== TASK DETAILS ==
Copy the therocephalian bone histology abstract between "PeerJ 2:e325" and "genera of therocephalians.", inclusive, substituting "postcranial" for each occurrence of "limb".

== SOURCE TEXT ==
---------------

Adam K. Huttenlocker & Jennifer Botha-Brink (2014)
Bone microstructure and the evolution of growth patterns in
Permo-Triassic therocephalians (Amniota, Therapsida) of South Africa.
PeerJ 2:e325
doi:  http://dx.doi.org/10.7717/peerj.325
https://peerj.com/articles/325/

Therocephalians were a speciose clade of nonmammalian therapsids whose
ecological diversity and survivorship of the end-Permian mass
extinction offer the potential to investigate the evolution of growth
patterns across the clade and their underlying influences on
post-extinction body size reductions, or 'Lilliput effects'. We
present a phylogenetic survey of limb bone histology and growth
patterns in therocephalians from the Middle Permian through Middle
Triassic of the Karoo Basin, South Africa. Histologic sections were
prepared from 80 limb bones representing 11 genera of therocephalians.

---------------

== DATA EXCERPTS ==
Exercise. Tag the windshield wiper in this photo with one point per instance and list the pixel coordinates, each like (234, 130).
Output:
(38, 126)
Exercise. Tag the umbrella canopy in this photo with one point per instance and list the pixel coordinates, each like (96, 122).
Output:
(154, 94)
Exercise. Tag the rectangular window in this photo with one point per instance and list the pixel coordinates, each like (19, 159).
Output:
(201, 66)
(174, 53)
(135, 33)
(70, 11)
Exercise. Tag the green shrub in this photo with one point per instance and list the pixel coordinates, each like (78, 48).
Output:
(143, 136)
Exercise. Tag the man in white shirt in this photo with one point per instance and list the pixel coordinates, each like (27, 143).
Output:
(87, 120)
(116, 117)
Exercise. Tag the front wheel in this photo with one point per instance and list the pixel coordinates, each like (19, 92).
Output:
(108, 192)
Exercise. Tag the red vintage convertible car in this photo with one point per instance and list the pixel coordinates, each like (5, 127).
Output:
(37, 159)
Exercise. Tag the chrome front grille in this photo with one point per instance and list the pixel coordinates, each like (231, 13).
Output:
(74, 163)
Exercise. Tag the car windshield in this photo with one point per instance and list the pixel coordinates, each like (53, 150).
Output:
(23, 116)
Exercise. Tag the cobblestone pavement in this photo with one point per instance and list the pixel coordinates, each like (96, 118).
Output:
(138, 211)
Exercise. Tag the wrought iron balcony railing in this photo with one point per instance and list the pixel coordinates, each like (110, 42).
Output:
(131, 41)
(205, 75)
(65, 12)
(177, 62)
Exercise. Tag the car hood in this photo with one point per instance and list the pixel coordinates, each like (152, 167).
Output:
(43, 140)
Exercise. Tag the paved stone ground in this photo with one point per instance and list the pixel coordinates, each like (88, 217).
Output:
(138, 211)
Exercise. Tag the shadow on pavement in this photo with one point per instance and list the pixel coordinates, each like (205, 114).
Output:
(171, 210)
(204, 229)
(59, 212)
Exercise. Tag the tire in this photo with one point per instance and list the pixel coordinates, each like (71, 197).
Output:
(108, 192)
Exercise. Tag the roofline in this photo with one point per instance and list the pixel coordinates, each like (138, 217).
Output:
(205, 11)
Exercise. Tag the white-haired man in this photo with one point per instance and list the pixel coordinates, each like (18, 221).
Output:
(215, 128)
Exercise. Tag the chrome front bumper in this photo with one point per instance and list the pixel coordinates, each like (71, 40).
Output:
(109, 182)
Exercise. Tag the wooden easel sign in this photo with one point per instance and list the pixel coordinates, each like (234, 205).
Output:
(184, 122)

---------------

== YOUR RESPONSE ==
PeerJ 2:e325
doi:  http://dx.doi.org/10.7717/peerj.325
https://peerj.com/articles/325/

Therocephalians were a speciose clade of nonmammalian therapsids whose
ecological diversity and survivorship of the end-Permian mass
extinction offer the potential to investigate the evolution of growth
patterns across the clade and their underlying influences on
post-extinction body size reductions, or 'Lilliput effects'. We
present a phylogenetic survey of postcranial bone histology and growth
patterns in therocephalians from the Middle Permian through Middle
Triassic of the Karoo Basin, South Africa. Histologic sections were
prepared from 80 postcranial bones representing 11 genera of therocephalians.